***** DATA IN THIS EXERCISE *****

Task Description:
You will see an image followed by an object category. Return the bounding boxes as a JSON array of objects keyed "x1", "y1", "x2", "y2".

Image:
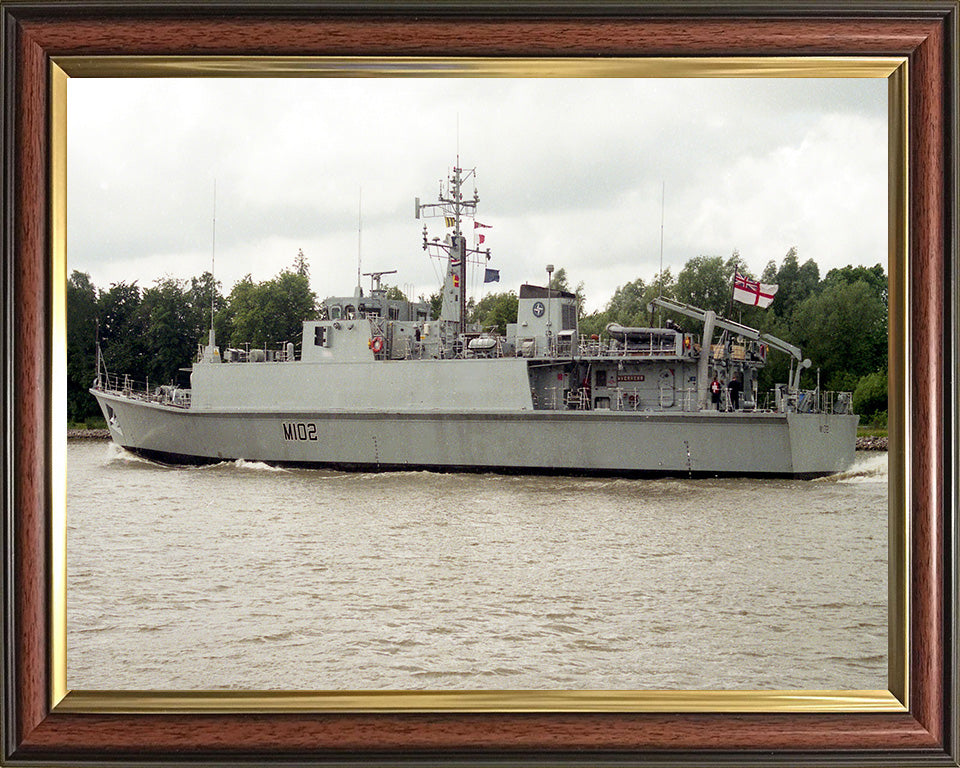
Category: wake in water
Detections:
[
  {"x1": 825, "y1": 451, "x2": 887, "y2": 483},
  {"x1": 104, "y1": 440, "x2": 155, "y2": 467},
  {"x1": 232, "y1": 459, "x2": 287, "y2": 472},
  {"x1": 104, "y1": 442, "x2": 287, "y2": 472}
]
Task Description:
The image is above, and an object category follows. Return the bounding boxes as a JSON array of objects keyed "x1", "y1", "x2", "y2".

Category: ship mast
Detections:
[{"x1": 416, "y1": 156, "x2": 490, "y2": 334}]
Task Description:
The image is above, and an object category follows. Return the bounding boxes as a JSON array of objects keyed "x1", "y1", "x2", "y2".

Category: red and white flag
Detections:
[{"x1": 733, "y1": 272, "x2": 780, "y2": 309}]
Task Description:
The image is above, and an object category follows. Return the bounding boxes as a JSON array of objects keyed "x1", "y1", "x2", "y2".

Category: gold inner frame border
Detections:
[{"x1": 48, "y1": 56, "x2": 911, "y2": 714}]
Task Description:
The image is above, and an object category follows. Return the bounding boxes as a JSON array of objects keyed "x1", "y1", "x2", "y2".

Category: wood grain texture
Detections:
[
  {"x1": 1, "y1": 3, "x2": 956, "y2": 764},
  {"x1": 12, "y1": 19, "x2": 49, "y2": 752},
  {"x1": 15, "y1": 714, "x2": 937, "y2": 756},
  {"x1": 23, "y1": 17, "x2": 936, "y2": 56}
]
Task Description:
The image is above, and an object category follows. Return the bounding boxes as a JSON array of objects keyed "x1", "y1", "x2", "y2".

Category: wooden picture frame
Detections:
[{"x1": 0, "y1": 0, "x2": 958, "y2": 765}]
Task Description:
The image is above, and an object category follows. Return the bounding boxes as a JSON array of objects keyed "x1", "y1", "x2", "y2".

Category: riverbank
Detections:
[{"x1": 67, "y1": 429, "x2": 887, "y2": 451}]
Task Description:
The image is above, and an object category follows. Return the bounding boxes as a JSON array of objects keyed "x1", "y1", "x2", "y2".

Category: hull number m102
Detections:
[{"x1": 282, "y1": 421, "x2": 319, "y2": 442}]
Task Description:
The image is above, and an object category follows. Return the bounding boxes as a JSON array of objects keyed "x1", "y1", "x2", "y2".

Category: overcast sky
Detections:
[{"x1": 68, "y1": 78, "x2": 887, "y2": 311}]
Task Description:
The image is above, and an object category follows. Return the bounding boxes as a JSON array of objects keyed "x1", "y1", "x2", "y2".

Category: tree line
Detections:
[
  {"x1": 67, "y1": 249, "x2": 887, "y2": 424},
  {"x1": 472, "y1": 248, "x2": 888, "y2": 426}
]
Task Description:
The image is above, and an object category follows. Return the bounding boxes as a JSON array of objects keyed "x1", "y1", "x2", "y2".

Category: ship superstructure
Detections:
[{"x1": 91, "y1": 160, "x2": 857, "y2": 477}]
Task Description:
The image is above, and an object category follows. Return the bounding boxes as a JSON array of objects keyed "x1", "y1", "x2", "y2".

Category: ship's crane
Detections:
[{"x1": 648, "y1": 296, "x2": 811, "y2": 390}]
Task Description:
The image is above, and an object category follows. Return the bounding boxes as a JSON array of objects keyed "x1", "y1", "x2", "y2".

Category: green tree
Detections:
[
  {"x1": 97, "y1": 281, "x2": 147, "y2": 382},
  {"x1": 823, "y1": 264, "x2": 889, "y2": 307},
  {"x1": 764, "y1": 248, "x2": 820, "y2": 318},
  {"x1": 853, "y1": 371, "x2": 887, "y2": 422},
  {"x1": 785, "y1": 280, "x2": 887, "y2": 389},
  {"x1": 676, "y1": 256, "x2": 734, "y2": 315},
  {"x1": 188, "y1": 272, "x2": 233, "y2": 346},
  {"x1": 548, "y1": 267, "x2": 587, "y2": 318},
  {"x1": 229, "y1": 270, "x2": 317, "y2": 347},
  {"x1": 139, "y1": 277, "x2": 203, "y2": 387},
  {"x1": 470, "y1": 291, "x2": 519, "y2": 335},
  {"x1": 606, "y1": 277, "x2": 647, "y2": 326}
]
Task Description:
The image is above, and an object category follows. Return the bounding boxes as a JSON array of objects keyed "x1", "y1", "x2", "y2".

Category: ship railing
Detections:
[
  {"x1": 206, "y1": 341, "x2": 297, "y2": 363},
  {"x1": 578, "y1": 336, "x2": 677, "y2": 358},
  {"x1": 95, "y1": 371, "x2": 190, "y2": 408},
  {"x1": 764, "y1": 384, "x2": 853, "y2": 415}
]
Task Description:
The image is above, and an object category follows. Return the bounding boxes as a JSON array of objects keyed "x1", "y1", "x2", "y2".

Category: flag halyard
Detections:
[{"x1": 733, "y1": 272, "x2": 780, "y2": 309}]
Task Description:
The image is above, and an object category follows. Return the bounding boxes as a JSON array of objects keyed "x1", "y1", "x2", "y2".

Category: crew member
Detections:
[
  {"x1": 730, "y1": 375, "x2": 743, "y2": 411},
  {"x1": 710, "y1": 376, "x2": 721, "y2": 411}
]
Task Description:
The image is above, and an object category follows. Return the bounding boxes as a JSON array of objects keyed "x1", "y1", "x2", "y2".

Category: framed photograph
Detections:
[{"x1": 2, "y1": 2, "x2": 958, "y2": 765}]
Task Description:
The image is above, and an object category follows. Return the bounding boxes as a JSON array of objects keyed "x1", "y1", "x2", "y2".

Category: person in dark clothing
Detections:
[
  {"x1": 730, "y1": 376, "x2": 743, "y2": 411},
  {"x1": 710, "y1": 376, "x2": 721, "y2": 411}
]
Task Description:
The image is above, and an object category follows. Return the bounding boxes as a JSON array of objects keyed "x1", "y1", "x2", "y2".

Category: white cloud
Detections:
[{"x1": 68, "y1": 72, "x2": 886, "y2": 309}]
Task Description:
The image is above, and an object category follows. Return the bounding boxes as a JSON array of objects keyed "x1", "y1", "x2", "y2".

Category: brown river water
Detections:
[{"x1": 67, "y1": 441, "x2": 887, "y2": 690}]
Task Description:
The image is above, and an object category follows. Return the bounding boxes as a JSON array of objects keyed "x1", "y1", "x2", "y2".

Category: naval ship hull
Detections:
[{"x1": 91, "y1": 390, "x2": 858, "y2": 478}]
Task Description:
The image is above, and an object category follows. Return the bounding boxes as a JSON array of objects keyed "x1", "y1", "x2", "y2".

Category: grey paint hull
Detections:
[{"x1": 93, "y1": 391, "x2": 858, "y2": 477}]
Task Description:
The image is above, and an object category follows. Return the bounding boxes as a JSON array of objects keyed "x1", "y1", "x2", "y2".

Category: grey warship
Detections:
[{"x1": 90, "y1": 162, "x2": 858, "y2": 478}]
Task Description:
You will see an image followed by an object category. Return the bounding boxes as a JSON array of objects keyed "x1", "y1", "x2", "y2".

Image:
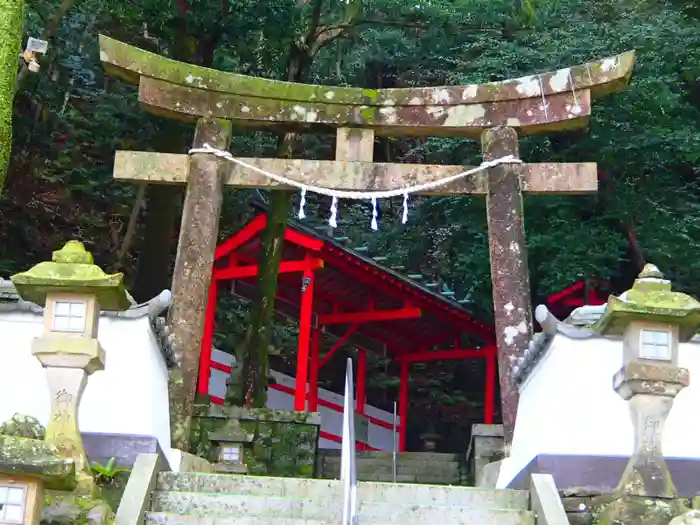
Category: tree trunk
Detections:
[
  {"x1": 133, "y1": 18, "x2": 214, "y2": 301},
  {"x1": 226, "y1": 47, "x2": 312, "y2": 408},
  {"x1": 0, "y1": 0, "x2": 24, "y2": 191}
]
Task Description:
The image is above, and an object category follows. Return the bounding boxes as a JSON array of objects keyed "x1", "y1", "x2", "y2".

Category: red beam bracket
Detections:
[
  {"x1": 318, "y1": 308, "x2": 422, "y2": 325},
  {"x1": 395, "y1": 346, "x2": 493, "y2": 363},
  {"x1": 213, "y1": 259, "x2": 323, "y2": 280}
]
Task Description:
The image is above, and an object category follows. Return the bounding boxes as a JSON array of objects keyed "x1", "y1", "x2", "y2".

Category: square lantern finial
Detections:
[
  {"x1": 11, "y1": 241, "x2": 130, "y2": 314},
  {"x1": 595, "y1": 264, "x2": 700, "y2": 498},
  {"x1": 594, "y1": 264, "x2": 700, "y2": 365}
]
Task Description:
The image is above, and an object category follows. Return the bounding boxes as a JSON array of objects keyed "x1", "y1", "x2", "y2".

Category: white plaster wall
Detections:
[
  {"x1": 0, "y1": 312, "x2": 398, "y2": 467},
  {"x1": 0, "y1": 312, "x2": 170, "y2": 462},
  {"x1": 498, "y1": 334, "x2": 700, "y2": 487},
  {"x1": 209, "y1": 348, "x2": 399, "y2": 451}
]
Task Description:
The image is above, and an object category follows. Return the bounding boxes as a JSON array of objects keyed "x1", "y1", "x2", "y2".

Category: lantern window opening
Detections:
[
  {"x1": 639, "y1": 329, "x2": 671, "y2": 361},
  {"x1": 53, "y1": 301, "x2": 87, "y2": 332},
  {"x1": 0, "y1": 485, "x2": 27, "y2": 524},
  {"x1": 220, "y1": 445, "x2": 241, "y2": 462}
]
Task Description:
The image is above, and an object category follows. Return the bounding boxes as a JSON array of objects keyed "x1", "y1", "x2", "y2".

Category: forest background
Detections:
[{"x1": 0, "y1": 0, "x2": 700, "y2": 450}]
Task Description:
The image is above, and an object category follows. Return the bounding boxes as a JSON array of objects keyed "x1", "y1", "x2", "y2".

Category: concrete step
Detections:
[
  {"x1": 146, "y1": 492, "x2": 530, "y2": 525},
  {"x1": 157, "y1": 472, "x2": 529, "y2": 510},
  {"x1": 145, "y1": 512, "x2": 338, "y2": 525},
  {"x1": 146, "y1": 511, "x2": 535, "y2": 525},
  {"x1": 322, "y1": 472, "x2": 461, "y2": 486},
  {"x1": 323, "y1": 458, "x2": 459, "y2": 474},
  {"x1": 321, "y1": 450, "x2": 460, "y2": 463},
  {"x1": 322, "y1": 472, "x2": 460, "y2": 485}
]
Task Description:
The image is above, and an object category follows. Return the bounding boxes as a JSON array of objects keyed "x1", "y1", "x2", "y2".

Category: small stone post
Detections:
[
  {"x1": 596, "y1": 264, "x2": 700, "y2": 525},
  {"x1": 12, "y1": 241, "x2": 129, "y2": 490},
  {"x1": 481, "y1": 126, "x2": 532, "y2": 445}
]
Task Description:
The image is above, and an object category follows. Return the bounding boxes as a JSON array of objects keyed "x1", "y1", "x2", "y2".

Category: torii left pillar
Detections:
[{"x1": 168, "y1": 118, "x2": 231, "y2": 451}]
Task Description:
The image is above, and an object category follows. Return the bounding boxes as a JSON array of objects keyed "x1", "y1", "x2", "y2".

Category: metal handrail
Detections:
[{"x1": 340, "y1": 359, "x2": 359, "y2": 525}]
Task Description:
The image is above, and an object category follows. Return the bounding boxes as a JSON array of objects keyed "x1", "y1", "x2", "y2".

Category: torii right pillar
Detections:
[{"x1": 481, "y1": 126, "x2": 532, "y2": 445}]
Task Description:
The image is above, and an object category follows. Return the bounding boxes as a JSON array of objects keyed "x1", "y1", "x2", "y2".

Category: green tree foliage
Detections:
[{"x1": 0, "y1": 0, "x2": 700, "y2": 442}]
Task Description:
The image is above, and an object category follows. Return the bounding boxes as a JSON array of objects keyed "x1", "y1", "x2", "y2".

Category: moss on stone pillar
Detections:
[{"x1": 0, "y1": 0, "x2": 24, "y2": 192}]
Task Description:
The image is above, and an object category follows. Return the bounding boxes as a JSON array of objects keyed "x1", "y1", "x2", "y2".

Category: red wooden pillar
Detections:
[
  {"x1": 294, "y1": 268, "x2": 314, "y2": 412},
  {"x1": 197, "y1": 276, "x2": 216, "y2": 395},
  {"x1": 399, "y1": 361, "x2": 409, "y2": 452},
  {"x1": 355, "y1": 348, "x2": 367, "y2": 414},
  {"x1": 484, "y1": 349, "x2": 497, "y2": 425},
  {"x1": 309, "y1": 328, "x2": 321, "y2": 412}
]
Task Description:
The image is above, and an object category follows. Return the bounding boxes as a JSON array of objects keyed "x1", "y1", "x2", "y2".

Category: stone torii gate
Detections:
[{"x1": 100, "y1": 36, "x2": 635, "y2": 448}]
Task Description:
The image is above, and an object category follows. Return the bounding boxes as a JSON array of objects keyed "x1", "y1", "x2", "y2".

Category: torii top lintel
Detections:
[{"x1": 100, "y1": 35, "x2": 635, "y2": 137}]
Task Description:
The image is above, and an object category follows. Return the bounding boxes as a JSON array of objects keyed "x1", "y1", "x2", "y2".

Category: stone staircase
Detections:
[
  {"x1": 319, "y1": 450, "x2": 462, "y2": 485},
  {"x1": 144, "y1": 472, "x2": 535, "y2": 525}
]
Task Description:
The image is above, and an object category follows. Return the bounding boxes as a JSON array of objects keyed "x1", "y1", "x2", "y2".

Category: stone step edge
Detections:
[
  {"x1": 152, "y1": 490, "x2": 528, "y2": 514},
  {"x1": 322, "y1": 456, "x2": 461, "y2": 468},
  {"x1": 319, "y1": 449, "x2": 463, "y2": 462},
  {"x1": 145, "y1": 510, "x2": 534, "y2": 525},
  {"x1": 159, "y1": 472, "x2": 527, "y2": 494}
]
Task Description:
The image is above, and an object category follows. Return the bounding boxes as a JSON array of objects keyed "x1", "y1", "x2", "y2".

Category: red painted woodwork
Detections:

*****

List every line in the records above that contains the word "pillar", copying each line whole and keeping its original order.

*ANSWER TO THIS PROBLEM*.
Category: torii left pillar
Category: torii right pillar
Category: moss on stone pillar
Category: red wooden pillar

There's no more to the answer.